→ ACTION ITEM
Please transcribe the data that follows without the pictures, keeping every word the same.
━━ RECORDS ━━
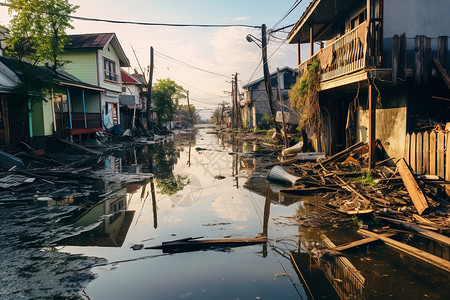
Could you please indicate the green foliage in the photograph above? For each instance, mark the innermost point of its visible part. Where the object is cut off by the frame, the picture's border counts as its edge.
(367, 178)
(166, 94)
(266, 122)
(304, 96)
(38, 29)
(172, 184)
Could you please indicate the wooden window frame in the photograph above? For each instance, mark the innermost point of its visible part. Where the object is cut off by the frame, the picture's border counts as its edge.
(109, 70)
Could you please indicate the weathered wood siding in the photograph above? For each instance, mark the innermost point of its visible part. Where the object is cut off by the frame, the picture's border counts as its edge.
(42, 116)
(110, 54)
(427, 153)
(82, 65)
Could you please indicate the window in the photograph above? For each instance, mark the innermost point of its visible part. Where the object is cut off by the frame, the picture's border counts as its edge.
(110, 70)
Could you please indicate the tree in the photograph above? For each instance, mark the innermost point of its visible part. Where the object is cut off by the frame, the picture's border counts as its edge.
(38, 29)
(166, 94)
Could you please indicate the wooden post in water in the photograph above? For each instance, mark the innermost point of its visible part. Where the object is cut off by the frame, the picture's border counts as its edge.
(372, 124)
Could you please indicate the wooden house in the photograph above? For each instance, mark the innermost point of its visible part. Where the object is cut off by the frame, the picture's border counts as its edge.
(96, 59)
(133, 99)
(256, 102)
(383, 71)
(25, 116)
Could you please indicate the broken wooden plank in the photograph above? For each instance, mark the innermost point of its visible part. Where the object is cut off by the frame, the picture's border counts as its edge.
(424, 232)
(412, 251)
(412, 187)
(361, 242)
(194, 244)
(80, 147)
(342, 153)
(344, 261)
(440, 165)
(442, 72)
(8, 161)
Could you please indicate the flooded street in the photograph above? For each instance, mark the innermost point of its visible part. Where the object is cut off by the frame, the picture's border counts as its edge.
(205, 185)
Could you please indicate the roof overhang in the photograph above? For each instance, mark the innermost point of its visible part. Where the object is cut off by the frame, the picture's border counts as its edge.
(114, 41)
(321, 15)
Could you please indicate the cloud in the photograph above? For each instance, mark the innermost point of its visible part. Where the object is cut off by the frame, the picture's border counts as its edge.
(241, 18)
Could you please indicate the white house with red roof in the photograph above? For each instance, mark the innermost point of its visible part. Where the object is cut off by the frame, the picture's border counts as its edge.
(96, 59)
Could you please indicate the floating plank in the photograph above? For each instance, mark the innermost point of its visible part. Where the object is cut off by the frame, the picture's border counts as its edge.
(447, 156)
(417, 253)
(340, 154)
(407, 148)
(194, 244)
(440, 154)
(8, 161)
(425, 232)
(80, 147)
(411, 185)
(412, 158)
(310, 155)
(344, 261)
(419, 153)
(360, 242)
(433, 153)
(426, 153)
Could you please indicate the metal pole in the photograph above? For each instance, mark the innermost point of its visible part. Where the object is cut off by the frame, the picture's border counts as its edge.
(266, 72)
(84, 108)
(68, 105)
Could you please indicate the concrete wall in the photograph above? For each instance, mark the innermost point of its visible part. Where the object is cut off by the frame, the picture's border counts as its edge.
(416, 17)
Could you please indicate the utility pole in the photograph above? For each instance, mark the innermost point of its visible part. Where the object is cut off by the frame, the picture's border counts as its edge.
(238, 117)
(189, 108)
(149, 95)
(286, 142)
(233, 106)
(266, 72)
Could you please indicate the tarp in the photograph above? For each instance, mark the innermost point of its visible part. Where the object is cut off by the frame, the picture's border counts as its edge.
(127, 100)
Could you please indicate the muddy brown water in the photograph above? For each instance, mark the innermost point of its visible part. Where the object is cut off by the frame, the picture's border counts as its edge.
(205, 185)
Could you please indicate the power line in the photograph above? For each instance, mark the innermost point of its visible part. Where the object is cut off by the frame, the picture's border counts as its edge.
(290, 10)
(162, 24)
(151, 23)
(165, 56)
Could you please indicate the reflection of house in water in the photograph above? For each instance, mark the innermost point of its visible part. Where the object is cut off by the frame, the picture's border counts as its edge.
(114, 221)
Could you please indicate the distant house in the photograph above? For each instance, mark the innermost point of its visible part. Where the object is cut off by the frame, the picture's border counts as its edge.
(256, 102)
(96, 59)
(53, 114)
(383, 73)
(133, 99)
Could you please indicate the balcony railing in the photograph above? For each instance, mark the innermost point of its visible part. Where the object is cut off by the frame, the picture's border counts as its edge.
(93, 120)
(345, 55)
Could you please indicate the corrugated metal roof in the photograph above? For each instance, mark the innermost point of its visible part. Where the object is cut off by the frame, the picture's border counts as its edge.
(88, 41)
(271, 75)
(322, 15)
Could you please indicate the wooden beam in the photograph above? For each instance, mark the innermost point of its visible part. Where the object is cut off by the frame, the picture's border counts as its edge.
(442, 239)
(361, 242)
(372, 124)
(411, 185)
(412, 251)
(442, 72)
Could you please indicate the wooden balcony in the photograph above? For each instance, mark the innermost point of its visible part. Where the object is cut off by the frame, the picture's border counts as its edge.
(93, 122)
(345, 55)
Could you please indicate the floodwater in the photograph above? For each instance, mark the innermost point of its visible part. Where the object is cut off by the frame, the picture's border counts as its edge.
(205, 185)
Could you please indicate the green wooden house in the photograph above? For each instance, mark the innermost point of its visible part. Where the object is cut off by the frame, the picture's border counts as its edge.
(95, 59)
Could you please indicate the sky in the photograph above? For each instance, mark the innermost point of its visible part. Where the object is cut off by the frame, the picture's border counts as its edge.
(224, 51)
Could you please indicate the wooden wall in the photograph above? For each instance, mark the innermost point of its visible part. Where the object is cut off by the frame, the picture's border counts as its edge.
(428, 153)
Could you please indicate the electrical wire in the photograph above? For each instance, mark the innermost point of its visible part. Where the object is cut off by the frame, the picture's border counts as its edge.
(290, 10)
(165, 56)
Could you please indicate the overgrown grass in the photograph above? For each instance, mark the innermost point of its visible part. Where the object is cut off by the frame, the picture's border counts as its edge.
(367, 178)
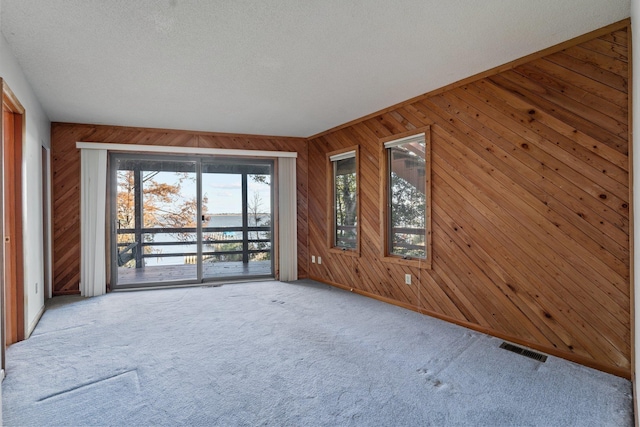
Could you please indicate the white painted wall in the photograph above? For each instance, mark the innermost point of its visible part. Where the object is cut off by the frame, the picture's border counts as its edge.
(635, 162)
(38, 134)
━━━
→ RESPONSE TO THE TASK
Could you please indicate the green foliage in the photograph above? For each instance, mark the innermost point of its visible part. Where the object is cut off by the frame, the picture's border counts as its edge.
(367, 178)
(166, 94)
(266, 122)
(304, 96)
(38, 29)
(172, 184)
Could you please indicate the wooden window frame in the photograph above? For each instance, mark the innermost point of its visible part. Where the object is cut off by the frame, the picture's border counts as its edge.
(109, 70)
Could you please indicate the weathered wood siding in the photograph above? For each instance, mark the innermost point of its visible part. Where the object is cut off by the frame, the picture's border counts as its edge.
(42, 116)
(110, 54)
(427, 153)
(82, 65)
Could you please indicate the window in the photograph above? For each instance, mark the innermost point of its visible part. Where the object is cut off by the frame, the picture's border counts as its edge.
(110, 70)
Could you please indicate the tree in the photograph above? For each instance, mark the innermost point of its visible part. Where the object is cut off by the frame, the picture's border counts as its edge.
(38, 29)
(166, 94)
Could you please indicate the wooden post in water in the photograph above? For each instance, mark the innermost point of its visible part. Where the object is cut off by the frame, the picture's border counts as its edge.
(372, 124)
Could you please indicate the wooden house in the photograph above? For each instance, mark the innermost point of its visible part. Where the object is cut off by the frame, the picture's border counts as its edge.
(96, 59)
(133, 99)
(256, 102)
(383, 71)
(25, 116)
Could you please indicate the broken wooden plank in the photograph above? For each instance, mark the innermost point of its visible part. Where the object is cut off by the frame, the picture's border counts as its edge.
(424, 232)
(412, 251)
(412, 187)
(361, 242)
(194, 244)
(80, 147)
(342, 153)
(344, 261)
(440, 165)
(442, 72)
(8, 161)
Could you please indicate the flooded street in the photograph above? For each instance, mark the innermost point of its visible part. Where the object is cut off by the frame, the picture's border counts as its edge.
(205, 185)
Could you please indicate the roof overhang in the photograph above? For each instance, mark the innermost point of its visible part. Where the object is cut off by the frame, the picture's border counts as its edge.
(114, 41)
(321, 15)
Could you please indicate the cloud in the photograph above? For each instance, mark the innermost point of its visible part. Where the object is cut off by the frame, the picture's border counts as its edge.
(241, 18)
Could you please indicate the white house with red roof in the photograph above? For each instance, mark the innermost point of its visible part. Where the object is cut off by the frame, the picture's border counts as its edge.
(96, 59)
Could you please indicate the floating plank in the photograph above? For each instance, mark the innermost point of its visible part. Where the object is cut off by the frame, the picture's border counts as its edge.
(447, 156)
(417, 253)
(340, 154)
(407, 148)
(194, 244)
(440, 154)
(8, 161)
(425, 232)
(80, 147)
(411, 185)
(412, 158)
(310, 155)
(344, 261)
(419, 153)
(360, 242)
(433, 153)
(426, 153)
Could you please indicate the metal pole in the photograph above? For each instance, mark the innermost point of its visible part. Where the object is cut off by the frame, the picture's border counts as its edge.
(266, 72)
(84, 108)
(68, 105)
Could you please indicate the concrete wall in the photograph above? For each instance, mark the innermost point of its visible part. Where the object is cut off by the frame, the picture's border counts as its edge.
(416, 17)
Could you please indicate the utility pole in the photograph above? For each instance, mark the innermost point of its visible part. Where the object is cut off by the frame, the picture's border counts as its edge.
(238, 117)
(189, 108)
(149, 95)
(286, 142)
(233, 106)
(266, 72)
Could you please indicate the tarp in the photograph above? For each instance, mark the innermost point of its visible part. Where the object is cut off by the frame, the picture's border counts as its edge.
(127, 100)
Could you please indicate the muddy brown water in the photograph above? For each instance, mark the innermost point of its visible part. Where the object is cut off by the frame, the picture's border counts as its edge.
(205, 185)
Could you please indicate the power line in the photograph above? For each instance, mark the innermost point of its visible part. Where the object is cut off by the frame, the picture's border counts as its edge.
(290, 10)
(162, 24)
(151, 23)
(165, 56)
Could you please indicate the reflection of house in water in the photograph above? For each instance, mark the innermost point of its visible part. Where the object is cut off by the frame, the picture's border counts as its edge.
(114, 221)
Could you please indicate the distant house in the photograph above? For each instance, mark the innermost point of its visible part. Where the object is cut off by the frame, the picture's border counts as its edge.
(256, 102)
(96, 59)
(53, 114)
(383, 73)
(133, 99)
Could you please indicate the balcony railing in the photograph above? For each instance, mark the innermost point of its visible part. Where the object is cut off by the frame, the picture's border counts as its edge.
(93, 120)
(345, 55)
Could you please indicate the corrugated metal roof in the photograph above? For each instance, mark the innermost point of its visible part. Where the object is cut off by the frame, the picture's border counts as its edge.
(88, 41)
(271, 75)
(322, 15)
Could you please indicate the wooden beam in the photograph above? For each instance, mark the innermost point of its visible part. Where the object is cut off by the frame, the picture's border counts as its edge.
(442, 239)
(361, 242)
(372, 124)
(411, 185)
(412, 251)
(442, 72)
Could you please indicate the wooden balcony in the photograph above? For each instance, mark the innermost point of its visible part. Where the object is cut off by the frame, the picture's border counts as its edge.
(93, 122)
(345, 55)
Could you please indicate the floodwater in the photograph above? For each instance, mark the innermost point of its visible part. Where the object is cut off by the frame, the picture's border counts as its edge.
(205, 185)
Could you please indicate the green wooden house in the photograph above? For each instance, mark the innermost point of its visible part. Where the object is cut off by the frame, the picture's border counts as its edge.
(95, 59)
Could you please indicate the sky in the photograph above? For each instance, mark the innermost point of its visible part. Where the object is cut off by the frame, the picture's border counts as its edge.
(224, 51)
Could you please indicate the wooden wall in the photograph above? For each instance, mark the innermost point of its visible part. Where the object is cut off by the frame, the picture's border counts as its edge.
(428, 153)
Could you please indicate the electrical wire in the photograph above? For each instance, mark the innermost point of its visible part. Where the object is cut off by the frame, the picture's border counts as its edge.
(290, 10)
(165, 56)
Could you please indicate the overgrown grass in the photograph above? For each instance, mark the innermost point of its visible part. Where the object is cut off by the frame, the picture's border counts as its edge.
(367, 178)
Could you please indicate the white painted wall in the photograph above? For each instance, mark the innermost point of its visible part. Where the object is cut off by the frame, the picture's border counts as its edge.
(635, 162)
(38, 134)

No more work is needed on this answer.